* _Supplied passage_
::::::

Skip to content

Instantly share code, notes, and snippets.

@l-Luna
Last active January 24, 2022 16:14
Collection Literals

Collection Literals

How far this goes

This proposal is not intended to add support for general-purpose custom initializer syntax for any kind of object, nor is it intended to allow for custom DSLs in Java. This is for simple shorthand:

Map<String, Object> values = { "a": "alpha", "b": "beta", null: this };

var list = ArrayList<String> { "a", "b", "c" };

Set<Direction> checked = HashSet<> { NORTH, SOUTH, NORTHWEST, };

checkForWarnings({ "unchecked", "deprecation" }); // is a Set

which are more convenient and easy-to-read than currently-available factory methods.

It should be possible to specify the type of the collection, as well as have a reasonable default inferred from context. It should also be possible to specify both mutable and immutable collection literals, with a reasonable default that is clear from the context.

Main points

  • Collection literals are a concise way of specifying a value of any type that can be described as an arbitrary-length array of values or key-value pairs, intended for types that act as a (mostly) transparent carrier of this data (a collection).
  • They are not intended for use by things that are not collections as just an "alternative constructor", nor are they intended as a way for libraries to approximate a different language (e.g. JSON or HTML) in Java.
  • The type of a collection literal can be specified or inferred. The exact runtime type of the value produced is not guaranteed to be the specified type, but it must be assignable to that type.
  • Types opt-in to this syntax by providing static factory methods.
  • The mutability of the resultant value can be specified using the final or !final modifiers, or is inferred from the use of the expression (assigned to a final/non-final variable), if the target type supports both mutable and immutable versions (e.g. List rather than ArrayList).
  • Immutable collections of constant values could then be checked by the compiler and potentially translated into a constant value via constant dynamic, reducing redundant object allocation.

Usage

List literals and map literals, collectively known as collection literals are a new kind of expression that describe a collection concisely. Any type can opt-in to being described as either kind of literal by defining appropriate factory methods.

List literals looks like: ArrayList<String> { "a", "b", "c" }. A type is specified, followed by a comma-separated list of expressions in braces. A trailing comma is allowed.

Map literals looks like: HashMap<String, Object> { "a": "alpha", "b": "beta", null: this }. A type is specified, followed by a comma-separated list of map entries, which are colon-seperated key-value pairs. There is no special syntax for String keys. A trailing comma is allowed.

Note the lack of the new keyword, despite their use in array literals. Collection literals call a factory method, not an initializer; they are not guaranteed to return an instance of exactly the specified type; and you cannot use a collection literal with an anonymous type body. These reasons make them different to constructors, and I want to avoid confusion between the two.

::::::

Rewrite the Collection Literals proposal from "Main points" to "data (a collection).", replacing "arbitrary-length array" with "variable-length array". The records are separate material and are not part of the Collection Literals proposal.

* _Excerpted records_
::::::

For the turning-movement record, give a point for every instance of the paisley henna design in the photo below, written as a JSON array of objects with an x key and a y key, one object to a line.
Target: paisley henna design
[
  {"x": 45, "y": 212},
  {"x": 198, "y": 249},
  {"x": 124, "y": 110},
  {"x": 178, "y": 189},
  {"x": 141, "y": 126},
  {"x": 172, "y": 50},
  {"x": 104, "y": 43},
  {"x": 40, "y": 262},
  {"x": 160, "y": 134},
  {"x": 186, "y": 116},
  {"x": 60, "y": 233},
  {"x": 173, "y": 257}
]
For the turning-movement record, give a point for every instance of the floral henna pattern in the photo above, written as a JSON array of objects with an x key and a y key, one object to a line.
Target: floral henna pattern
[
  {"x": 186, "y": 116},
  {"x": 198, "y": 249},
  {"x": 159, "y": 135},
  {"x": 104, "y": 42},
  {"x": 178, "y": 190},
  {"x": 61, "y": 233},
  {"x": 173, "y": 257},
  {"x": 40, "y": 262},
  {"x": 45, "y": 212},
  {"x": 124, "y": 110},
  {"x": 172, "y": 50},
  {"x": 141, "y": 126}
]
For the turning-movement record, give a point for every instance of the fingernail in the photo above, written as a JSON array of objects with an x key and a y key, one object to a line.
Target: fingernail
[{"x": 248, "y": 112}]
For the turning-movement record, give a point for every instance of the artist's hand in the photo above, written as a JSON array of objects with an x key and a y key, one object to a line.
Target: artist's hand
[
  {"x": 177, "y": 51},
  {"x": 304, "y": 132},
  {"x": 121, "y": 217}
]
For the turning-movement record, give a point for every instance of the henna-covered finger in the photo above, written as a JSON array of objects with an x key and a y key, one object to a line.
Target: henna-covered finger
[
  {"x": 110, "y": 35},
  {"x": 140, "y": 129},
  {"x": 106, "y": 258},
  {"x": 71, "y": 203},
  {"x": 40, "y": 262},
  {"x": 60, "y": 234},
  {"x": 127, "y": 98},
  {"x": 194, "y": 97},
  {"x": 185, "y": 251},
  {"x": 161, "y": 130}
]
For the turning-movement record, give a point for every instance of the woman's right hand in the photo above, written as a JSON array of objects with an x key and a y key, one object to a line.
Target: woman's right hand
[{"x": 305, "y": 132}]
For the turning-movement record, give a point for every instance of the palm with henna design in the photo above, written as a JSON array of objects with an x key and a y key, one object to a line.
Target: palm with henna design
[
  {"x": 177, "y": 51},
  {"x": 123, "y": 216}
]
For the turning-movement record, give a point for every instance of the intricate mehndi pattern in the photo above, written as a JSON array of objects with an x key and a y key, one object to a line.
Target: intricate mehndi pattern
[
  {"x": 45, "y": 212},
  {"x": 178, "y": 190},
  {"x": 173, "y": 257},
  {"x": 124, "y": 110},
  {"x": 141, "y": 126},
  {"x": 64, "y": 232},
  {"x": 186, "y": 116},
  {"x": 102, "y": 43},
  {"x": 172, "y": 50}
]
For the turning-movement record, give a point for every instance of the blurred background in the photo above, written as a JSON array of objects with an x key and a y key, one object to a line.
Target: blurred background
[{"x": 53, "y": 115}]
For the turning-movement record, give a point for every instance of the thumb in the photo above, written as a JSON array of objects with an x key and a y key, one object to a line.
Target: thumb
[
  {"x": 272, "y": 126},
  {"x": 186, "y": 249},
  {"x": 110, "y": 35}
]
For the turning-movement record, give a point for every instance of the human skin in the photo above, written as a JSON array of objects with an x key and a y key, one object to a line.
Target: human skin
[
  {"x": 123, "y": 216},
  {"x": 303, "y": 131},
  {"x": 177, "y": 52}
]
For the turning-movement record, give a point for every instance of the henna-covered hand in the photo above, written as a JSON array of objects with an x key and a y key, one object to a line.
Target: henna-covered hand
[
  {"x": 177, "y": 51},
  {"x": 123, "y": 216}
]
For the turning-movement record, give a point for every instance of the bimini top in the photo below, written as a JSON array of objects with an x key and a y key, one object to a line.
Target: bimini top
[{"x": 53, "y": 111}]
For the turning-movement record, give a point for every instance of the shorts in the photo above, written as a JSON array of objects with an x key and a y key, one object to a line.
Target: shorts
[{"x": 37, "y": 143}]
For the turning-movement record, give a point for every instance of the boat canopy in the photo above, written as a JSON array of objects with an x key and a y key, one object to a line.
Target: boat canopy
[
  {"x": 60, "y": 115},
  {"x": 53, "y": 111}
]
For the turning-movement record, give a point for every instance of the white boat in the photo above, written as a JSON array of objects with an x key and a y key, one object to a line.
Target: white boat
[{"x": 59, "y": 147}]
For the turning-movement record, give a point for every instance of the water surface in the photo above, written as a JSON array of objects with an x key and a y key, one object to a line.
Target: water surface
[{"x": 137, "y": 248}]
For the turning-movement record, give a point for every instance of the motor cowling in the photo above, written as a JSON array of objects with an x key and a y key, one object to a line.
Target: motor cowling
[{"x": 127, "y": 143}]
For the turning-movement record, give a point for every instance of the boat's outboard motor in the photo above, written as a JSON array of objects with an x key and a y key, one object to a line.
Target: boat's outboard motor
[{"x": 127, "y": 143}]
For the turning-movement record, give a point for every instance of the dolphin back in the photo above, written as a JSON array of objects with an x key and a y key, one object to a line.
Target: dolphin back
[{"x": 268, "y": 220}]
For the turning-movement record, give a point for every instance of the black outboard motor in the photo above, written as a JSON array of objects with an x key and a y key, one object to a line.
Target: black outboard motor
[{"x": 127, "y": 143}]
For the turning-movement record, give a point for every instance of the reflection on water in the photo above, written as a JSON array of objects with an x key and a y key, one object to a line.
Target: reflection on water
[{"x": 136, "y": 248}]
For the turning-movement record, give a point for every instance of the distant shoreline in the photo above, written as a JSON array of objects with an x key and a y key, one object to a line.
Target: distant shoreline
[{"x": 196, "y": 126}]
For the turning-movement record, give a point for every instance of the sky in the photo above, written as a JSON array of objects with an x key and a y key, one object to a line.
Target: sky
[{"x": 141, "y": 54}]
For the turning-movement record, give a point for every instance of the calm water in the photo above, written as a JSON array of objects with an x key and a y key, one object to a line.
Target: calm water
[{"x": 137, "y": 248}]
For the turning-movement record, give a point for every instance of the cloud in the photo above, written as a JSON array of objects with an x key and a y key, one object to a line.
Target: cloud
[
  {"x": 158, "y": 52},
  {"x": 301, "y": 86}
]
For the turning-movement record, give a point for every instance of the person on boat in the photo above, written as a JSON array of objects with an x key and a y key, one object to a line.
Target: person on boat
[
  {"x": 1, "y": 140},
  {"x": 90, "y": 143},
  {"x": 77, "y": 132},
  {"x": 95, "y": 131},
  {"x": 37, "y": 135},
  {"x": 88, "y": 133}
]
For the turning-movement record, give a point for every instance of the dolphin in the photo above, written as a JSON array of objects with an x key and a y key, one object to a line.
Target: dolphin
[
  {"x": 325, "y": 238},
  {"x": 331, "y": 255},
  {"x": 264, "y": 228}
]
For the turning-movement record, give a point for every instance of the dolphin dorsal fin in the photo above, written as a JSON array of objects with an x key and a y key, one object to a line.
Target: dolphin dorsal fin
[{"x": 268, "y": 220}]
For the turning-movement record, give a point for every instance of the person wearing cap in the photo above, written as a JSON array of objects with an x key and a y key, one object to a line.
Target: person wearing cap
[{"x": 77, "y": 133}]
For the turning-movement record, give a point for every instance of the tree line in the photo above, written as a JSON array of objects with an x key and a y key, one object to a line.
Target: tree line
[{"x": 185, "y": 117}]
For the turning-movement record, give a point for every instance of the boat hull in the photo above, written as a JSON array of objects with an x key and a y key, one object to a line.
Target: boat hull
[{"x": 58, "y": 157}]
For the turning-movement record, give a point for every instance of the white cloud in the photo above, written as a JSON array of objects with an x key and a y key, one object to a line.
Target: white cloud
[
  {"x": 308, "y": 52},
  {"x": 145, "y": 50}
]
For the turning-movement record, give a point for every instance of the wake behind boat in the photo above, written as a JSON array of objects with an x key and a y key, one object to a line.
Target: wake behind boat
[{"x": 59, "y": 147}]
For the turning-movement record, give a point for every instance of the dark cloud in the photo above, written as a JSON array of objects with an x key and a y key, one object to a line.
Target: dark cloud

::::::

* _Task solution_
Main points

  • Collection literals are a concise way of specifying a value of any type that can be described as an variable-length array of values or key-value pairs, intended for types that act as a (mostly) transparent carrier of this data (a collection).